_What is asked_:
Give the items below, from the line with "Batch job #47 — class: backpack" through the end of the items, as a two-column CSV with the headers text and answer, one row per item. Put the item's text and its answer each in one quoted field, with line breaks turned into spaces.
#### Task data
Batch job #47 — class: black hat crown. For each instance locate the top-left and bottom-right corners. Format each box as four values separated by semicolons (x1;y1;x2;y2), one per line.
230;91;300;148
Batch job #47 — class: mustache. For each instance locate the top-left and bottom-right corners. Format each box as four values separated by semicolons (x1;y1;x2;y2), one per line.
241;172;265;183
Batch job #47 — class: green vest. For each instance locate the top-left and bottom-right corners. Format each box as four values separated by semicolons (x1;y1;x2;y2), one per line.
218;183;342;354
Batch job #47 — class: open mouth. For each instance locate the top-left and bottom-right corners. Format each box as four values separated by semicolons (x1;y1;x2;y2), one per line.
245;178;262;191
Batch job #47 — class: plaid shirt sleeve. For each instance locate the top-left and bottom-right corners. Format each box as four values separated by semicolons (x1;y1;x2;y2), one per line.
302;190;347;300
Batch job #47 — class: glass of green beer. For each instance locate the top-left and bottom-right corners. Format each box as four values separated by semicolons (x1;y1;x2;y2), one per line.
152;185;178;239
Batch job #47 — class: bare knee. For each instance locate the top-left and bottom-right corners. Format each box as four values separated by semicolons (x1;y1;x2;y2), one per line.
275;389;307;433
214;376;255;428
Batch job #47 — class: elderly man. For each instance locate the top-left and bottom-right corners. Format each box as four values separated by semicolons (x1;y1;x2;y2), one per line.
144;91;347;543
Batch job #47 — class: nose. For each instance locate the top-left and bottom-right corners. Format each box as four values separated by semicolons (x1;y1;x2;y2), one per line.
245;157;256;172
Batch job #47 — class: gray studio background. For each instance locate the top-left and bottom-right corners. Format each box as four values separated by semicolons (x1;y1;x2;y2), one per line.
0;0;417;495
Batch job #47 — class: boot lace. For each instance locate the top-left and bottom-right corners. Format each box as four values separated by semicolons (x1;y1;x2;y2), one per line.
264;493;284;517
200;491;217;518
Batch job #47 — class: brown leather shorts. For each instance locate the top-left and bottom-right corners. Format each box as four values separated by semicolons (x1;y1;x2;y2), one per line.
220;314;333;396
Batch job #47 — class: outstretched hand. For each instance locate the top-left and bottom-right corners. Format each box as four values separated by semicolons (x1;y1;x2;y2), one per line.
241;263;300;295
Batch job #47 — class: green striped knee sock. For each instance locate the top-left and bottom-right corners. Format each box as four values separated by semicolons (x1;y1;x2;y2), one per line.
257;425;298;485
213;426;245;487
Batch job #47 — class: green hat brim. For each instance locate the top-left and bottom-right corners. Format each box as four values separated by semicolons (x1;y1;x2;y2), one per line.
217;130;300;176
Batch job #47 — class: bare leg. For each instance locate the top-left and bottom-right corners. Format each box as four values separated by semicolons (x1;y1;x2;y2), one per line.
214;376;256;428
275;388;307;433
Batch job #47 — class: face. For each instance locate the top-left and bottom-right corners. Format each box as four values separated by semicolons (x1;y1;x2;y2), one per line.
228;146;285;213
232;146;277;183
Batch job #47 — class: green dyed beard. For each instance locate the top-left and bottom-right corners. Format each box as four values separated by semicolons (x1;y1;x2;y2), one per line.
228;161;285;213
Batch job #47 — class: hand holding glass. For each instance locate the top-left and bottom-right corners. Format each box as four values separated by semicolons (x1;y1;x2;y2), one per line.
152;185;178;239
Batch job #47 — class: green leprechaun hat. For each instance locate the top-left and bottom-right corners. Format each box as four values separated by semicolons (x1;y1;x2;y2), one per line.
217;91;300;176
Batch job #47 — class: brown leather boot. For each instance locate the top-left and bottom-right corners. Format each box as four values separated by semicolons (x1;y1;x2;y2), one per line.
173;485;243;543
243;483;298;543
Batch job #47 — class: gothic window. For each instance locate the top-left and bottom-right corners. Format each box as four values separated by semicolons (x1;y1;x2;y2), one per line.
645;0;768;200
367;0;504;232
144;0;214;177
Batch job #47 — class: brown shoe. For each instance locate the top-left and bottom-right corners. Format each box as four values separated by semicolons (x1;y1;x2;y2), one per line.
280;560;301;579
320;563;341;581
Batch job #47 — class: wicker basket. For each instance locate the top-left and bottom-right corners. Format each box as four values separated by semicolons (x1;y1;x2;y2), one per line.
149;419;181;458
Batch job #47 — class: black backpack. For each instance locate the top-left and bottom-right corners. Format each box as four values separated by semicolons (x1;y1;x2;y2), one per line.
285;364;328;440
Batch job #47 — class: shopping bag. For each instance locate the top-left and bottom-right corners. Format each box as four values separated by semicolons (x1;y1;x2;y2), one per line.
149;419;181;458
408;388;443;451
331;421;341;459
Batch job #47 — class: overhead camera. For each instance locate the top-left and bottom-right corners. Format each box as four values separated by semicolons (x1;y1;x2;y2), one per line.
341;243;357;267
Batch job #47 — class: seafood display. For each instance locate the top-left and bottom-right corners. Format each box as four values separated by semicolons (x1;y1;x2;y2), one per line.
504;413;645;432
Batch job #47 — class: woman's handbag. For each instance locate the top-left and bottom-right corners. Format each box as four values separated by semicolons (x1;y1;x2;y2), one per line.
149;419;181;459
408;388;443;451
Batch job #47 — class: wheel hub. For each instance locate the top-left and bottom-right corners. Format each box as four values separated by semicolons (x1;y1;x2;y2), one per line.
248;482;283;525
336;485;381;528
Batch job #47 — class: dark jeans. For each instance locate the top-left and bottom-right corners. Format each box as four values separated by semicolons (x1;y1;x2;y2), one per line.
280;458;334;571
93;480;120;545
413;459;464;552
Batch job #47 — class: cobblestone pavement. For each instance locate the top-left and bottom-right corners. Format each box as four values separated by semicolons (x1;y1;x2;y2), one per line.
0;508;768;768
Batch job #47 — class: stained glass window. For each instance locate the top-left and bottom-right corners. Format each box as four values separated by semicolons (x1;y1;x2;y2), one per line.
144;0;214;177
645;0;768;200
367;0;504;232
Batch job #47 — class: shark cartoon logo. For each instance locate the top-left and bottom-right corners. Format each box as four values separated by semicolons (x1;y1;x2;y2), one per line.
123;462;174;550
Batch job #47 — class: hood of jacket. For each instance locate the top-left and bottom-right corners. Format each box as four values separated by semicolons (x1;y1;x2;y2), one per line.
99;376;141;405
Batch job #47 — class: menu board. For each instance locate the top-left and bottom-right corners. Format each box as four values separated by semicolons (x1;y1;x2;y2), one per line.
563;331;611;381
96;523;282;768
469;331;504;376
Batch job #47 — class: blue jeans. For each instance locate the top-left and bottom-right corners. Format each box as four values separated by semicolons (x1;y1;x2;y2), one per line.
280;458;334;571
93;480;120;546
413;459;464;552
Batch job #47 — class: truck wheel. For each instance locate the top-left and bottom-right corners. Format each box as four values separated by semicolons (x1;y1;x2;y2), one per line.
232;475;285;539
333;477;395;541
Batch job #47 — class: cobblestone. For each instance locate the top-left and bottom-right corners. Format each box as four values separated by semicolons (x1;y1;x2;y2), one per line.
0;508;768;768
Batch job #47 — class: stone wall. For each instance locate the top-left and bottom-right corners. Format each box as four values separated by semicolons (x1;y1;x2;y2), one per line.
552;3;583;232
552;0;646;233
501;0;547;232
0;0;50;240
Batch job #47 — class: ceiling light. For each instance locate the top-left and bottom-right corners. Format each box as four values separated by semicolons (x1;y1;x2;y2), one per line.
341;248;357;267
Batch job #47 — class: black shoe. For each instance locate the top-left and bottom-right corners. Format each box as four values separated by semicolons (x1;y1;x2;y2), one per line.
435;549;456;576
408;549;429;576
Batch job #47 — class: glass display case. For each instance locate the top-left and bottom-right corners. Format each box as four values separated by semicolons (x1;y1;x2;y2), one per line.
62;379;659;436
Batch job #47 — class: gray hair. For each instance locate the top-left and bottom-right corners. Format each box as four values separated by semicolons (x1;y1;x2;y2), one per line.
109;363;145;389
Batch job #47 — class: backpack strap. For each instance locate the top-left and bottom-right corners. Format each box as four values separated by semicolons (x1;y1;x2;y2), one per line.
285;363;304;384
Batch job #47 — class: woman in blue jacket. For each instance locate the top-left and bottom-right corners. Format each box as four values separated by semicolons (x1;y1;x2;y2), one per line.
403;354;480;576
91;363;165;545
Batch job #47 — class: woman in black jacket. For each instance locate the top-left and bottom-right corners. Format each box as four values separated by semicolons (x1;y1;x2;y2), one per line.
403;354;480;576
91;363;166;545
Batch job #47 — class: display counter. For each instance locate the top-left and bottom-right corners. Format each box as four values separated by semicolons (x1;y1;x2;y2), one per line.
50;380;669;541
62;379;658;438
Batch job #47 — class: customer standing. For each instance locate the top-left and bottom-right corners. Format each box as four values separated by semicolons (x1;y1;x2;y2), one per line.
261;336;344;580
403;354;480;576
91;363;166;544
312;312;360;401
########
_Exercise result_:
text,answer
"Batch job #47 — class: backpack strap. For each instance locate the top-left and bottom-right corners. Format each box as four values separated by semicolons (x1;y1;x2;y2), one per line.","285;363;304;384"
"Batch job #47 — class: woman in blue jacket. For each instance locate the top-left and bottom-right corners. Format each box as four values separated by semicolons (x1;y1;x2;y2), one per line.","403;354;480;576 91;363;165;545"
"Batch job #47 — class: woman in black jacket. For each instance locate the top-left and bottom-right corners. Format each box as four values separated by semicolons (x1;y1;x2;y2), one per line.","403;354;480;576 91;363;166;545"
"Batch job #47 — class: display counter. For each instance locate the top-left and bottom-right corners. Format each box as four values separated by semicolons (x1;y1;x2;y2), one per line.","50;380;669;541 62;379;658;438"
"Batch job #47 — class: customer standing. For each instance locate the top-left and bottom-right corners. Format each box as four values separated by semicolons (x1;y1;x2;y2), one per line.","261;336;344;580 403;354;480;576 91;363;166;544 312;312;360;401"